PROBLEM
Rewrite every line of the records below as a numbered list, skipping any blank lines. Leave the pictures out of your answer.

==== THE RECORDS ====

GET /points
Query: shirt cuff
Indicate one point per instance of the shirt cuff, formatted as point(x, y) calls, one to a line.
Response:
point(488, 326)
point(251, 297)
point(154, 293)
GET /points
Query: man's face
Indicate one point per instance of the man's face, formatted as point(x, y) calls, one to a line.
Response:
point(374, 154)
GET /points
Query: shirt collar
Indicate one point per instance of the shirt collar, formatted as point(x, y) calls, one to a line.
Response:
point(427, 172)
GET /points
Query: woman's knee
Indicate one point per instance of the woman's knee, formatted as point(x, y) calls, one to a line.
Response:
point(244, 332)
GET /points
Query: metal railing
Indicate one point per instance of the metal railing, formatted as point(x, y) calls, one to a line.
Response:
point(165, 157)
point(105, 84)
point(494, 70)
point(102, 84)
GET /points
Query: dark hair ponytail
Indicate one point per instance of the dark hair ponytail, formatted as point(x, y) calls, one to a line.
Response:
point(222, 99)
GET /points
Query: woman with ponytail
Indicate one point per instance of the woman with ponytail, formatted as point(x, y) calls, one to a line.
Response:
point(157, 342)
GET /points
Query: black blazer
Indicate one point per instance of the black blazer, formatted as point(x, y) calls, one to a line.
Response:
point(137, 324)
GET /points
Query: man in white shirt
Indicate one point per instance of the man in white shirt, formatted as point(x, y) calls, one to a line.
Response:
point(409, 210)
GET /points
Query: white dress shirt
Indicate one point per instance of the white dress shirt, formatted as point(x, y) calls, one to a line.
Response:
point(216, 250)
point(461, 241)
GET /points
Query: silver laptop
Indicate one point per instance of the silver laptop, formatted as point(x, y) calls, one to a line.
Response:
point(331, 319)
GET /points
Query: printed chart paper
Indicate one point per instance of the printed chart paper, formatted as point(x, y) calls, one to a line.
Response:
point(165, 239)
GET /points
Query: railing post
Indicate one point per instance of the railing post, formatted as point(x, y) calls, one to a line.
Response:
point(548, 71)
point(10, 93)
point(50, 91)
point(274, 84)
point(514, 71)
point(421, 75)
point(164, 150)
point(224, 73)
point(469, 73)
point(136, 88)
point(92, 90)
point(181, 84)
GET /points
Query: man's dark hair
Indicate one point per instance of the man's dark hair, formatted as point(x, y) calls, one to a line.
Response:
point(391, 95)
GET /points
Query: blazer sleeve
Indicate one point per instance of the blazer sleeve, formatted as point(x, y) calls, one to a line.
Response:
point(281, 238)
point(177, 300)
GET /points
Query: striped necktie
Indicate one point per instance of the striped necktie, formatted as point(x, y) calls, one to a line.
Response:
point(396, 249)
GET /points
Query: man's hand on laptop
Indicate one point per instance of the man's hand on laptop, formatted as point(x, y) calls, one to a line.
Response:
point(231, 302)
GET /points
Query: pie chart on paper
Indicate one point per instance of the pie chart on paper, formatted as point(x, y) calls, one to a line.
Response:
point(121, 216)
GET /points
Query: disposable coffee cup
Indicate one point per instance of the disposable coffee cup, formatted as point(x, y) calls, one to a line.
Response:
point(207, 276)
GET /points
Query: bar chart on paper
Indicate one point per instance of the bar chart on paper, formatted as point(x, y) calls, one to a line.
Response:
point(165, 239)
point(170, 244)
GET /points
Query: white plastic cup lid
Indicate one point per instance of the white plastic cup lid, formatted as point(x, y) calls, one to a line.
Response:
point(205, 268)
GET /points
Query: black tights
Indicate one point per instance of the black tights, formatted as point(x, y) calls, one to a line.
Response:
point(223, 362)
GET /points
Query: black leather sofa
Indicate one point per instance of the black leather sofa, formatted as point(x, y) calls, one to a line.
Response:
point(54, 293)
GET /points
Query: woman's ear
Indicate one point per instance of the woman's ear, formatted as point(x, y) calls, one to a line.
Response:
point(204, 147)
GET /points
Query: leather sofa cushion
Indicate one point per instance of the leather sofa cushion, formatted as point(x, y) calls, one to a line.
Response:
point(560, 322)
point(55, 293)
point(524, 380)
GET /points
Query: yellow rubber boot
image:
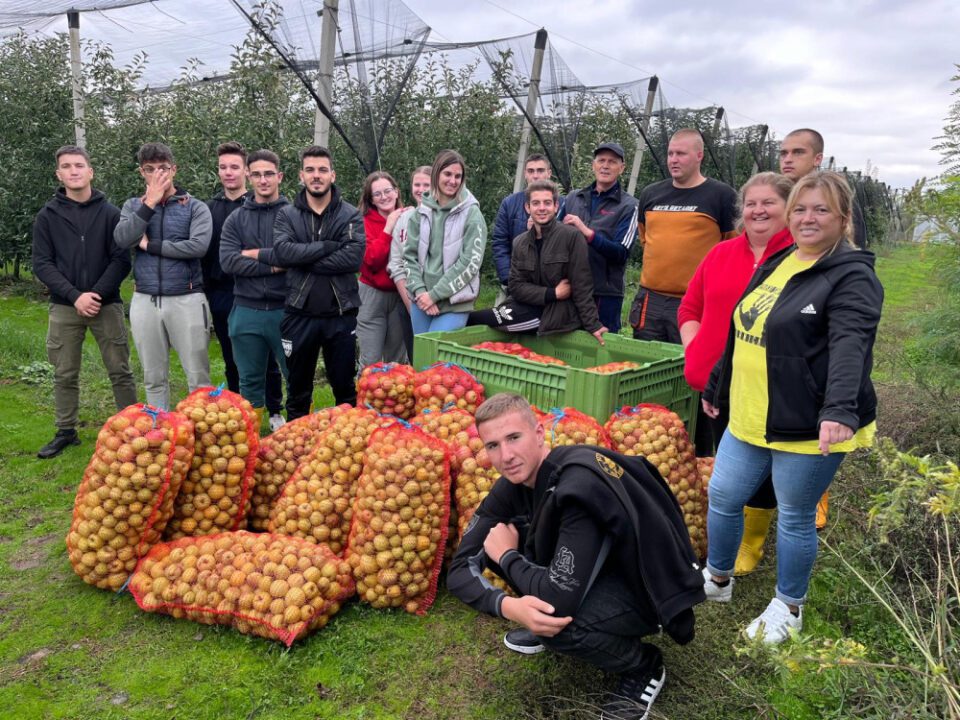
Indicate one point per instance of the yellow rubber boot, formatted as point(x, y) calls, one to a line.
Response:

====

TASK SOLUTION
1. GET /points
2. Query: shirt cuff
3. Indicate one point per instance of the shirt cuff, formatted as point(x, y) calls, one to a line.
4. Response:
5. point(488, 326)
6. point(251, 297)
7. point(154, 293)
8. GET /points
9. Query: man's face
10. Indicate one point per instance of the man's face, formatted as point(x, y) calls, one to a line.
11. Response:
12. point(374, 154)
13. GET /points
14. Query: shirt collar
15. Indicate one point per instance of the shirt collar, formatted as point(x, y) calls, one to a line.
16. Response:
17. point(427, 172)
18. GET /points
19. Query: woman's knee
20. Indicate one point per instance of the woman's knee, formatted as point(x, y) calls, one to a line.
21. Response:
22. point(244, 332)
23. GET /points
24. Query: metal railing
25. Indicate one point per instance of the metal railing, formatted as point(x, y) calls, one to a line.
26. Response:
27. point(165, 157)
28. point(105, 84)
29. point(494, 70)
30. point(102, 84)
31. GET /points
32. Query: dark hair ponytail
33. Indicate one point per instance of the dark hair ponytail, formatted as point(x, y) calls, one to a line.
34. Response:
35. point(222, 99)
36. GET /points
37. Query: woman with ponytail
38. Indicate one point per instance of the woman with ponytail, formatted as point(x, y) calls, one to a line.
39. Response:
40. point(157, 342)
41. GET /points
42. Query: black blazer
43. Indicate one point per instance of the black blazer, formatted as point(x, y) calls, one to a line.
44. Response:
45. point(137, 324)
46. GET /points
47. Query: man in white shirt
48. Indicate one point per instance of the man in white shirt, formatted as point(x, y) calls, one to a line.
49. Response:
50. point(409, 210)
51. GET /points
52. Query: white dress shirt
53. Indicate one point per instance of the white dress shirt, formatted as point(x, y) calls, one to a line.
54. Response:
55. point(216, 250)
56. point(461, 241)
57. GET /points
58. Query: silver laptop
59. Indicate one point per instance of the silver laptop, formatted as point(x, y) calls, one to a line.
60. Response:
61. point(331, 319)
62. GET /points
63. Query: printed chart paper
64. Indicate one point per instance of the printed chart paper, formatted as point(x, y) calls, one to a line.
65. Response:
66. point(165, 239)
67. GET /points
68. Query: railing post
69. Indicate one point per instance of the railing post, formatted as point(x, y) calls, one to a line.
70. Response:
71. point(548, 71)
72. point(10, 93)
73. point(50, 91)
74. point(274, 84)
75. point(514, 71)
76. point(421, 75)
77. point(164, 150)
78. point(224, 73)
79. point(469, 73)
80. point(136, 88)
81. point(92, 90)
82. point(181, 84)
83. GET /points
84. Query: man's dark hair
85. Indicate one point per instance of the man's dark hair, formatted as point(x, y) calls, one to a line.
86. Response:
87. point(391, 95)
88. GET /points
89. Query: blazer sleeve
90. Indicate one point per instance of the blazer sleeve, formatted as point(x, y) calls, one to a line.
91. Response:
92. point(281, 238)
93. point(177, 300)
94. GET /points
95. Query: striped necktie
96. Indicate one point per instance of the striped necktie, formatted as point(x, y) calls, one to a line.
97. Response:
98. point(396, 249)
99. GET /points
100. Query: man's hand on laptop
101. Indicate one point per instance of the man's hand on laptop, formatted as point(x, y) calls, one to a line.
102. Response:
103. point(231, 302)
104. GET /points
105. Query: pie chart on paper
106. Indicate one point per instance of the pie chart on paper, formatted as point(x, y) calls, one to a line.
107. Response:
108. point(121, 216)
109. GET /points
110. Query: disposable coffee cup
111. Indicate one point per instance of the disposable coffee cup, formatted as point(x, y) calls, one to a line.
112. Response:
113. point(207, 276)
114. GET /points
115. Query: bar chart on paper
116. Indicate one point per instance of the bar chart on paper, formatted as point(x, y) calls, one to a line.
117. Response:
118. point(165, 239)
119. point(170, 244)
120. GET /points
121. Query: white plastic cup lid
122. Indicate one point per instance of the white plastic cup lid, formatted as point(x, y) calls, one to a line.
123. Response:
124. point(205, 268)
125. GET /points
126. Query: black tights
127. Indicate one point per instance of the black tights, formatted as point(x, y) calls, one to a line.
128. Response:
129. point(223, 362)
130. GET /points
131. Query: black leather sofa
132. Indicate one point per instance of the black leather sofa, formatted as point(x, y) calls, one to a line.
133. Response:
134. point(54, 293)
135. GET /points
136. Query: woman's ear
137. Indicate one point per instance of the woman's ear, formatted as point(x, y) calls, one to a line.
138. Response:
139. point(204, 147)
140. GET /points
141. Query: leather sofa cushion
142. Indicate one point per instance of the leather sofa cushion, formatted as point(x, y) calls, one to a line.
143. Response:
144. point(560, 322)
145. point(55, 293)
146. point(524, 380)
147. GET /points
148. Query: yellow rubber boot
149. image:
150. Indicate one point per instance of the yellow rubber boot, formatted as point(x, y) calls, one to a line.
151. Response:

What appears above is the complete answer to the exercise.